# [GIVEN PASSAGE]
Closed mumoshu closed 6 years ago
Just wrote a lengthy issue at #138 trying to explaining why I (and possibly you) need this. @rhs Would you mind reviewing this? Thanks!
Hi,
First off, I think the use case makes a lot of sense. Thanks for taking the time to describe it in such detail, and thanks for contributing a PR. I have a couple general comments/question I'll put here and then follow up with any more specific comments in the code.
I'm wondering if there are any other approaches to solving this problem you've considered? Maybe using a multi stage docker build? I ask for a couple of reasons:
1) I'm curious as I expect we will need to solve this also. ;-)
2) A big goal of forge is to work consistently across as many different environments as possible. For this reason I'm generally cautious about adding external dependencies in a way that can make forge behavior brittle/environmentally dependent. Right now the primary external dependencies forge has are kubectl and docker, which are both relatively stable/known quantities, so I have to ask the question of whether or not the use case can be reasonably accommodated without expanding the external dependency footprint. Alternatively, if it can't be, then I'd like to understand what imagebuilder stability is like, e.g. can we reasonably expect everyone to have a certain minimum version? Should we have a version check in place so if there are incompatibilities we fail fast? Is it still an early project in rapid development? (FYI, I'm not personally familiar with imagebuilder, so I'd appreciate any context you could give on these questions.)
My only other big comment is on tests. FWIW, I'm aware the tests don't run properly if you aren't in the datawire organization. I'm working on improving that, hopefully soon. I'd like to be a) easy to run the full test suite and b) easy to contribute tests. I need to finish vetting the credentials we use from CI and write a bit more documentation to make this a reality, but for now if you could supply a sample project (could be tarball/zip/etc, or a pointer to a git repo) and a simple transcript of usage along with expected output, I can turn that into a test quite easily.
@rhs Hi, thanks for reviewing!
I'm wondering if there are any other approaches to solving this problem you've considered?
I've updated the lengthy description at #138.
The only other approach in my mind is the one I've mentioned in 4. Unreadable, relatively complicated script to form a docker-image-build pipeline
.
It is occasionally implemented w/ lengthy bash scripts and/or Makefiles chaining docker-runs and docker-builds to finally produce the docker image for your app.

# [WRITTEN PROBLEM A]
From the forge review thread, list the things the reviewer asks the contributor to supply so they can be turned into a test.

# [ROWS]

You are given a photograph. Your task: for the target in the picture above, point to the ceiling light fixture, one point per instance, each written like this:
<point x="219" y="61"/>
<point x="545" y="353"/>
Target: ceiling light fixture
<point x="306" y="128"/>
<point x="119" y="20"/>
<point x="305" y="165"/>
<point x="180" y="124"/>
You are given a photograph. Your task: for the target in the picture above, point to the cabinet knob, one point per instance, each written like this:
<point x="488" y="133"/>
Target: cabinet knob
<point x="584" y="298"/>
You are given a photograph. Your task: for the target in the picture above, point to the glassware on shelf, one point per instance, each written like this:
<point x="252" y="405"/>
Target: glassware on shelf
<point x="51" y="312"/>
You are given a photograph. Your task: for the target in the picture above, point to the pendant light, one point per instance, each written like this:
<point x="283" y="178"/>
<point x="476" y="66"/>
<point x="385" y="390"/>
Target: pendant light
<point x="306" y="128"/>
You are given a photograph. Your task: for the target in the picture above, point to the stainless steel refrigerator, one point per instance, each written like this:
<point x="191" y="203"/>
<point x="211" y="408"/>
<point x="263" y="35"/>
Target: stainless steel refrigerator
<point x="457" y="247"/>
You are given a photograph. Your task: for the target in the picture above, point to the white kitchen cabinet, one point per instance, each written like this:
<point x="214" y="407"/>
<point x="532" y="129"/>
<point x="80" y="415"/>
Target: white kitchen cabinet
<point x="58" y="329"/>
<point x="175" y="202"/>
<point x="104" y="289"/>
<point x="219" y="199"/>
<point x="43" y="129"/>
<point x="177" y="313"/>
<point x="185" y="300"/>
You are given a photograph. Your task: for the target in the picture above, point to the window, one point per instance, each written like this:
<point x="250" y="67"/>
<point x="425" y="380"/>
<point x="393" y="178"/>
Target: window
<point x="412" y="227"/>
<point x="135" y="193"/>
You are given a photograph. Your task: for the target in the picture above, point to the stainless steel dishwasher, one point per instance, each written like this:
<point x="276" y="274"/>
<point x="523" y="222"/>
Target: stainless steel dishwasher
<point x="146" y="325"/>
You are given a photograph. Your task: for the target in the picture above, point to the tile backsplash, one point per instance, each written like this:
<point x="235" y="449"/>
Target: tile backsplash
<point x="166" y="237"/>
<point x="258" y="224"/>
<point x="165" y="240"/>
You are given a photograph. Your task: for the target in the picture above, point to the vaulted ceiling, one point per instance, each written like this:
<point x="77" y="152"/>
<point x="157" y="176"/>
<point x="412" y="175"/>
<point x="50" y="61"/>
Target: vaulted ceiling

==

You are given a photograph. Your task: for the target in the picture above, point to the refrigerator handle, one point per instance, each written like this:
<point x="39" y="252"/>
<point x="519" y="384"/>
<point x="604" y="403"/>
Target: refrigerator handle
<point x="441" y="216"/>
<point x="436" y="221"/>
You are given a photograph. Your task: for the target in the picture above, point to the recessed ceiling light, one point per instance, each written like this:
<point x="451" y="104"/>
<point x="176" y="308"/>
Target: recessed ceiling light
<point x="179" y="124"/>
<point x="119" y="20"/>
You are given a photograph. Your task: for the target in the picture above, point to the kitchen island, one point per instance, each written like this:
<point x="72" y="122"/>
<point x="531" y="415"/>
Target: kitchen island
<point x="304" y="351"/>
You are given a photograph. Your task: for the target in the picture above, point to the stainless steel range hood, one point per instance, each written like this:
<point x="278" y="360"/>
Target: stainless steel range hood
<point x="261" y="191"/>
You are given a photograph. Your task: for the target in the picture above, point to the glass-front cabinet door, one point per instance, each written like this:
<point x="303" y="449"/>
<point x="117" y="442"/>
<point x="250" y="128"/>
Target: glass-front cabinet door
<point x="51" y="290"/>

# [WRITTEN PROBLEM B]
Revise the part of the listing that opens with the line containing "steel dishwasher, one" and closes with the line containing "Target: vaulted ceiling", changing "instance" to "occurrence" and keeping everything else the same. Return only those lines.

# [FULL OUTPUT A]
- A sample project
- A simple transcript of usage
- Expected output

# [FULL OUTPUT B]
You are given a photograph. Your task: for the target in the picture above, point to the stainless steel dishwasher, one point per occurrence, each written like this:
<point x="276" y="274"/>
<point x="523" y="222"/>
Target: stainless steel dishwasher
<point x="146" y="325"/>
You are given a photograph. Your task: for the target in the picture above, point to the tile backsplash, one point per occurrence, each written like this:
<point x="235" y="449"/>
Target: tile backsplash
<point x="166" y="237"/>
<point x="258" y="224"/>
<point x="165" y="240"/>
You are given a photograph. Your task: for the target in the picture above, point to the vaulted ceiling, one point per occurrence, each written like this:
<point x="77" y="152"/>
<point x="157" y="176"/>
<point x="412" y="175"/>
<point x="50" y="61"/>
Target: vaulted ceiling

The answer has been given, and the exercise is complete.